Requirement: Gather every line of the rows that contains the word "leather".

Records for this task:
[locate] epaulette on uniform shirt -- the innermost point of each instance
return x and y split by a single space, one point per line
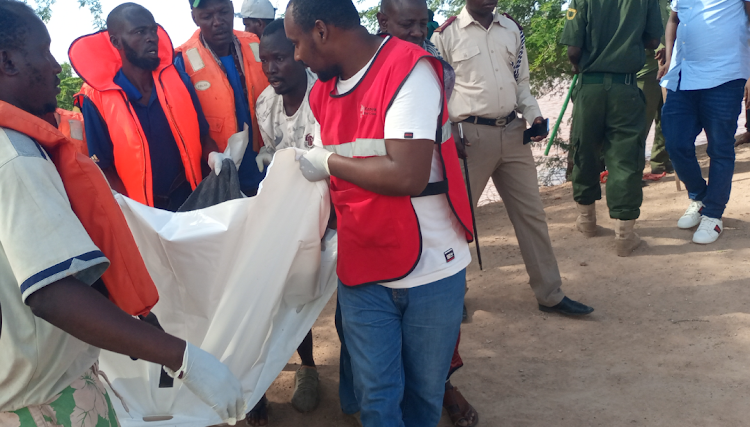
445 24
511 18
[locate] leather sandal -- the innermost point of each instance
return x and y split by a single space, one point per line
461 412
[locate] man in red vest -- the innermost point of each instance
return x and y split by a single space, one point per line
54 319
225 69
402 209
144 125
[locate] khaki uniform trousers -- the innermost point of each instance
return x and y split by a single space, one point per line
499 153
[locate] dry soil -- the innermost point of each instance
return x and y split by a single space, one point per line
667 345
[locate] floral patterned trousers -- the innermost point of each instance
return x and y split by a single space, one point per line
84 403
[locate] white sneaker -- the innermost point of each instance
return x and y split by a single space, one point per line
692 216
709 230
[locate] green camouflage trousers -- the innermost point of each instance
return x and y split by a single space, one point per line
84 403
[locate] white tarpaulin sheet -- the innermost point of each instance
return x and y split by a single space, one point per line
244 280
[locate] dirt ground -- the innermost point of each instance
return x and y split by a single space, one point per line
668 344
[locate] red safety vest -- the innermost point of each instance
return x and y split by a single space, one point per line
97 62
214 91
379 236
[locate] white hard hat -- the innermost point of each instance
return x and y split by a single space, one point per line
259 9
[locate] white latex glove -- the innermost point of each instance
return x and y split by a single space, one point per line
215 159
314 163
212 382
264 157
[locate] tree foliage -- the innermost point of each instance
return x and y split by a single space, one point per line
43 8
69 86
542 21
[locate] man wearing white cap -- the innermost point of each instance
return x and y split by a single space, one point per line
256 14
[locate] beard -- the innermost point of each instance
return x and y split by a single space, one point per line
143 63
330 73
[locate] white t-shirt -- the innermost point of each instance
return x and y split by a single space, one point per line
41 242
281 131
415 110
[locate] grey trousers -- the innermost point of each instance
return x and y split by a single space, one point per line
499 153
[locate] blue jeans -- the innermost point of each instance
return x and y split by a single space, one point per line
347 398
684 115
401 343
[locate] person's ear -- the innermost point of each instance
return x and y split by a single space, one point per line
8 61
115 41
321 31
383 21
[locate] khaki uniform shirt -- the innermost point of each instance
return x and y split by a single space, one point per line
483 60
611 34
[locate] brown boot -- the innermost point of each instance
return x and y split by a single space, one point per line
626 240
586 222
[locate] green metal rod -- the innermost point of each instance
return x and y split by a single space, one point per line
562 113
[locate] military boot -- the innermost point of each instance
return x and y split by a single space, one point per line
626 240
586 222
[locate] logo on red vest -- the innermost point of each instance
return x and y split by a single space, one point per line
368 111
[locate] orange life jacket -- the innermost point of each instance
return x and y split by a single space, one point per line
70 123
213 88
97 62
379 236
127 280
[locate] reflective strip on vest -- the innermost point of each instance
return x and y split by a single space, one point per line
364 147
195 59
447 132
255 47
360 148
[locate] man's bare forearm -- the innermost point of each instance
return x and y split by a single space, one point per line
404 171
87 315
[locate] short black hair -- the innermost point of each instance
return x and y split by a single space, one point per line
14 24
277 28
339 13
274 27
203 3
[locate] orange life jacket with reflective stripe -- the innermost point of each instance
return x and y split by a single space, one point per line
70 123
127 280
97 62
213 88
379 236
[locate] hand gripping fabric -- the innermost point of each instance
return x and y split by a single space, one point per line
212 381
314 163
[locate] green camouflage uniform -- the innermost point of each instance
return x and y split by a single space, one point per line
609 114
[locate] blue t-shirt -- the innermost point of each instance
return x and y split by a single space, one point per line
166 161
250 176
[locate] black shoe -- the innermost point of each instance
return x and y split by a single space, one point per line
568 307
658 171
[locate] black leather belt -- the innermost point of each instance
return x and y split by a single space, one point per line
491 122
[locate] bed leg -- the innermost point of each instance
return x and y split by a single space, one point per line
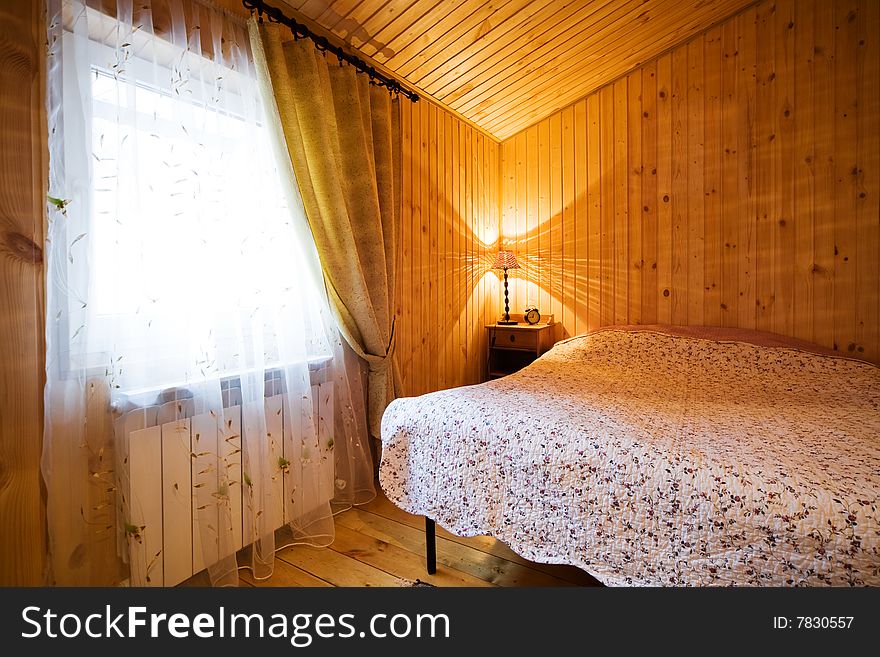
==
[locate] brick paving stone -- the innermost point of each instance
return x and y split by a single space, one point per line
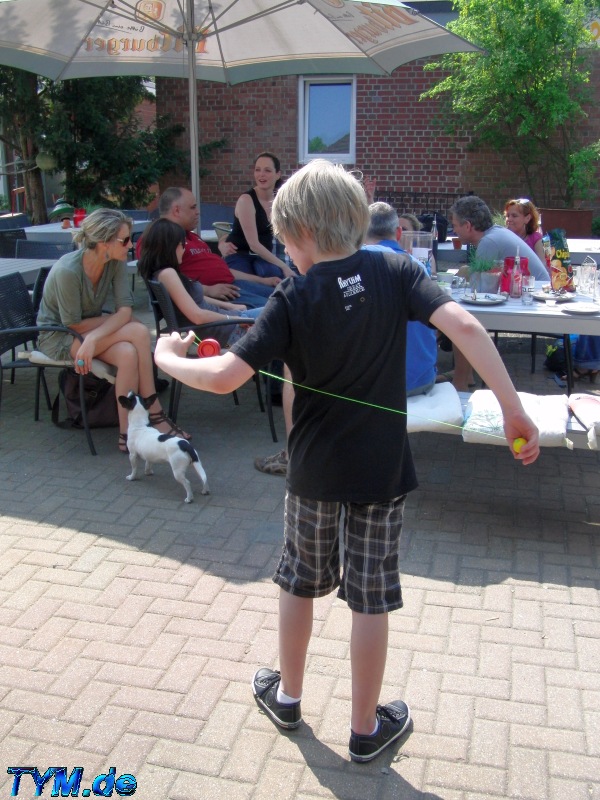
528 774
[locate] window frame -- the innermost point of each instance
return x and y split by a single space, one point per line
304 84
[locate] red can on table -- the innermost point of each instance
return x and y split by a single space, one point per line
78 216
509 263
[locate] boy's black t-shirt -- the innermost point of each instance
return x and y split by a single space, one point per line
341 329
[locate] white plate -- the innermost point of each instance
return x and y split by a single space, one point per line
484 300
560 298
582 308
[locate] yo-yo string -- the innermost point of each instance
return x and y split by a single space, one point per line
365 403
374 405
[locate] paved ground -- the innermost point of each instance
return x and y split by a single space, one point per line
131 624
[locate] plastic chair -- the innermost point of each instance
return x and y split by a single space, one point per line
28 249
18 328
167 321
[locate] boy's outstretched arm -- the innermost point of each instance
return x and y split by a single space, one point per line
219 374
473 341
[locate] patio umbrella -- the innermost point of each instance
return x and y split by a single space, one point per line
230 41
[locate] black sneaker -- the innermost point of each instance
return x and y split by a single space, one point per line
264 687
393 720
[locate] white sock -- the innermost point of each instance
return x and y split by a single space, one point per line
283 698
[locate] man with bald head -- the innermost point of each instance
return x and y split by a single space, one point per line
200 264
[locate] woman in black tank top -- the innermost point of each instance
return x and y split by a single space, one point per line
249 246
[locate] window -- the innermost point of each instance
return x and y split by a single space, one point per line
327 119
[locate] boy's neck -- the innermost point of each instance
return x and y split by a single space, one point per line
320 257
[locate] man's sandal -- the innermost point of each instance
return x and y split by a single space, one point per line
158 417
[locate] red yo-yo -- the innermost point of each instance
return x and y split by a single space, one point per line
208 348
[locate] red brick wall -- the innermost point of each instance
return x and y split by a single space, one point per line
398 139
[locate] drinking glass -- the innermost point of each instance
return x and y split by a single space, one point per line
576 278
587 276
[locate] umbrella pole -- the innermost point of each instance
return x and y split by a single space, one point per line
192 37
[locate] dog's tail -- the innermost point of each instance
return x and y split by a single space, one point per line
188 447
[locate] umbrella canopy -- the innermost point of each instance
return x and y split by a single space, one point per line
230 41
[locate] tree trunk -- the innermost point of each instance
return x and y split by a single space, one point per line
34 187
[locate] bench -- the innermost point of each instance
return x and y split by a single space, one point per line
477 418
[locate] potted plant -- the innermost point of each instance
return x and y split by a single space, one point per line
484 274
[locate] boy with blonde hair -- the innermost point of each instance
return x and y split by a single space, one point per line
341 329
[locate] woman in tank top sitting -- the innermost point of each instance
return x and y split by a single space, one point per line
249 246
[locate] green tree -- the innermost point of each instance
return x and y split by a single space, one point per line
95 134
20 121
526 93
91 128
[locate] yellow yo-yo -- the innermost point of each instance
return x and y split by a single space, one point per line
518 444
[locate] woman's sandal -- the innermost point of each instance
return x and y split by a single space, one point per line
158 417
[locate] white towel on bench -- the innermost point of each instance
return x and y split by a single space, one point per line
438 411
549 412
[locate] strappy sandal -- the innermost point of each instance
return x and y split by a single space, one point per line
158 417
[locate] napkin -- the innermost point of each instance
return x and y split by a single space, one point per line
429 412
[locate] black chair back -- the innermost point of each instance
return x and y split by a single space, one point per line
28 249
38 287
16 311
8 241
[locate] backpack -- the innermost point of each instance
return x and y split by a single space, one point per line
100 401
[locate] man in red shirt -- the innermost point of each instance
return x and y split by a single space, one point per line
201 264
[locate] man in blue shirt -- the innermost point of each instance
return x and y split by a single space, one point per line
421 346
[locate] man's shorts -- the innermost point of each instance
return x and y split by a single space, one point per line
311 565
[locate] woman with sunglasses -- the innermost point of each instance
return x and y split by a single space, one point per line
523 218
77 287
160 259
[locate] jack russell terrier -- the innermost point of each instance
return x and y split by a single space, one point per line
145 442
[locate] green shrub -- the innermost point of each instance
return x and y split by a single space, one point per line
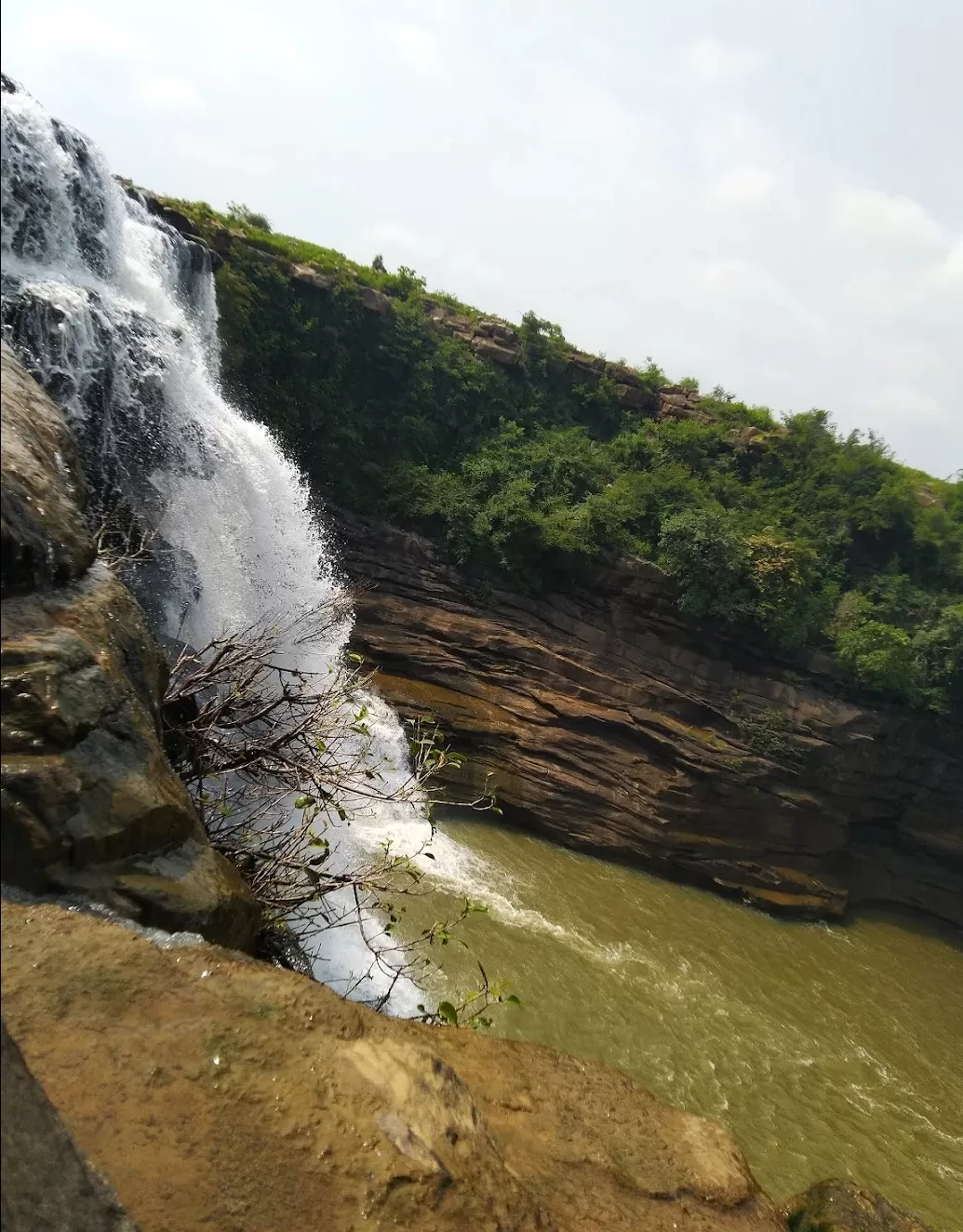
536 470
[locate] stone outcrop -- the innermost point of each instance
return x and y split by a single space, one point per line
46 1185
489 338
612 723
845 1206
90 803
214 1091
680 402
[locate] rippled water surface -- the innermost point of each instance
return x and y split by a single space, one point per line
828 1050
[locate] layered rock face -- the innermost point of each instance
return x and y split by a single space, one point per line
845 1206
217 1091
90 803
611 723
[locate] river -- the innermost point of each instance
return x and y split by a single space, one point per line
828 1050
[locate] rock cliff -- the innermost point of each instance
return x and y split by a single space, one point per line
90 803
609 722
* * *
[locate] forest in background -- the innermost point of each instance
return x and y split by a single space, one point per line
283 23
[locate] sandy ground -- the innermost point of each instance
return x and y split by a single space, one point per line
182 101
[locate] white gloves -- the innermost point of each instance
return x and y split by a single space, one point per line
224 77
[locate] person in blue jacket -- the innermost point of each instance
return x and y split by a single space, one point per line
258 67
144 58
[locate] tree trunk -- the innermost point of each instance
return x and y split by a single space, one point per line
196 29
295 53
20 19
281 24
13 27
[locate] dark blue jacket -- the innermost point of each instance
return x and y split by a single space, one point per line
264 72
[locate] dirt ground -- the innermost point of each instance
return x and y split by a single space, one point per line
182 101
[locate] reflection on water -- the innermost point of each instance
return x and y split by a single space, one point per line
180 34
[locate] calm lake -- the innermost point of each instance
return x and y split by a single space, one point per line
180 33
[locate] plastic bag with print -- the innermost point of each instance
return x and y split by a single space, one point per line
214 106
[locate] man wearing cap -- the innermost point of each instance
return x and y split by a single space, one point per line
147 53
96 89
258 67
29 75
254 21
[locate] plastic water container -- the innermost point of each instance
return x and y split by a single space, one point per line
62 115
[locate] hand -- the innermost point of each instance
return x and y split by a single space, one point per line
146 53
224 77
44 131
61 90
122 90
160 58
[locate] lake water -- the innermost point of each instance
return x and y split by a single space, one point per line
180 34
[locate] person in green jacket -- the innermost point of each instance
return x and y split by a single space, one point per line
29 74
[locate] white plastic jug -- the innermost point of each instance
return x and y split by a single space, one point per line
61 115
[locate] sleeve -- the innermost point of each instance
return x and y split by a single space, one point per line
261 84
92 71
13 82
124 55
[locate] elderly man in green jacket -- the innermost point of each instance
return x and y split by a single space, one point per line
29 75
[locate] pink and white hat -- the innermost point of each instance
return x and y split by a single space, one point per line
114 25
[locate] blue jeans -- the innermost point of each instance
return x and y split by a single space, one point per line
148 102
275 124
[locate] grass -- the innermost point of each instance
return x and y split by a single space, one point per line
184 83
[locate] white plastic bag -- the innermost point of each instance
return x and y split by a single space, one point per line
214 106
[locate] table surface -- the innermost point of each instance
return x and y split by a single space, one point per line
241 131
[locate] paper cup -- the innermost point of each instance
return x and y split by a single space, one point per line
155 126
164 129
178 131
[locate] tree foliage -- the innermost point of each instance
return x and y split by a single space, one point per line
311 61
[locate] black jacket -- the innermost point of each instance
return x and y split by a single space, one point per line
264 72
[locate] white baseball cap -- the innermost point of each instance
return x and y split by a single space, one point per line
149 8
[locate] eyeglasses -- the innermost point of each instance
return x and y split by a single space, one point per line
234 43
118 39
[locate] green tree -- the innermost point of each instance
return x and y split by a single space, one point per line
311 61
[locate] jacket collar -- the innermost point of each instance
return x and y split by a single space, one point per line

Result for this task:
[locate] leather sandal -- the innermost point of each instance
[locate] black leather belt -- the innermost point of each instance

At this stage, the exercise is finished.